====== Vorliegender Auszug
Mülheimer Vallourec-Mitarbeiter: „Nach 38 Jahren fängt man nichts Neues mehr an“
Thomas Schönberg möchte am liebsten in seinem alten Beruf weitermachen. Seit 38 Jahren ist er Instandsetzer bei Vallourec. „Da fängt man nichts Neues mehr an. Ich habe meinen Beruf immer gerne gemacht und den möchte ich nach Möglichkeit auch bis zuletzt weiter ausführen“, sagt der 55-Jährige.
Seit letztem Oktober, als die Schließung bekannt wurde, ist er auf der Suche. „Natürlich war das ein Schock, wir hatten immer gute und schlechte Zeiten, aber mit einer Werkschließung hat, glaube ich, keiner gerechnet. Vor allem, weil mit unserem Unternehmen eine absolute Ära in Deutschland zu Ende geht“, sagt Schönberg.
============
====== Gegebenes Material
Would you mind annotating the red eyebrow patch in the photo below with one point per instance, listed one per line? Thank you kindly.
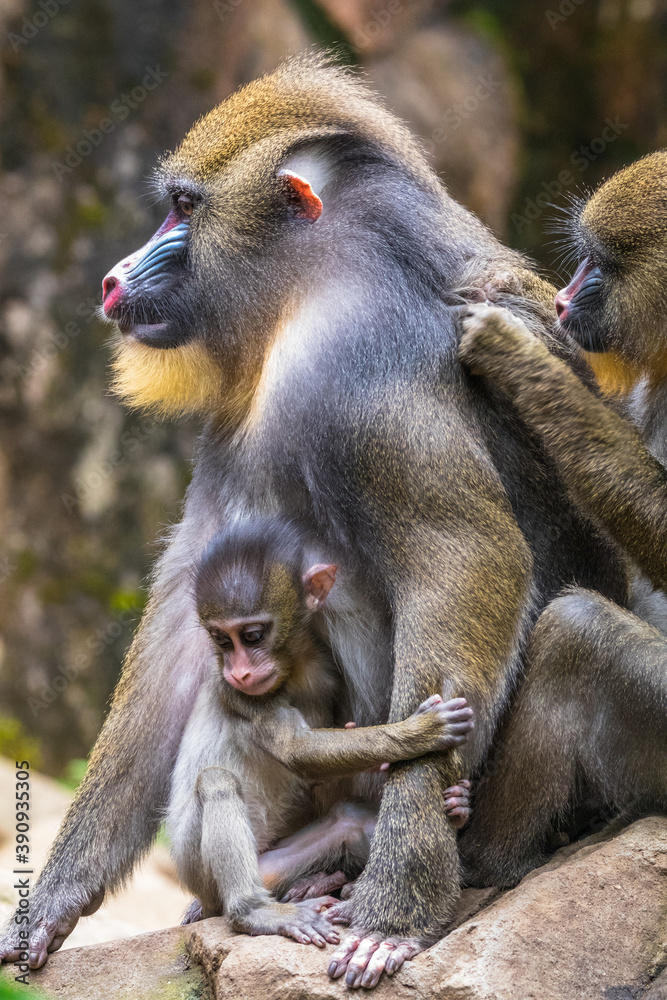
============
■ Offene Aufgaben
1. Schreib alle wörtlichen Zitate in Anführungszeichen aus dem Auszug über den Vallourec-Mitarbeiter heraus, auch das in der Überschrift.
2. Beantworte mithilfe des Auszugs über den Vallourec-Mitarbeiter diese Fragen:
(a) Welchen Beruf hat Thomas Schönberg bei Vallourec?
(b) Wie alt ist er?
(c) Seit wann ist er auf der Suche?

■ Die Lösungen
1.
- „Nach 38 Jahren fängt man nichts Neues mehr an“
- „Da fängt man nichts Neues mehr an. Ich habe meinen Beruf immer gerne gemacht und den möchte ich nach Möglichkeit auch bis zuletzt weiter ausführen“
- „Natürlich war das ein Schock, wir hatten immer gute und schlechte Zeiten, aber mit einer Werkschließung hat, glaube ich, keiner gerechnet. Vor allem, weil mit unserem Unternehmen eine absolute Ära in Deutschland zu Ende geht“

2.
(a) Er ist Instandsetzer.
(b) Er ist 55 Jahre alt.
(c) Seit letztem Oktober, als die Schließung bekannt wurde.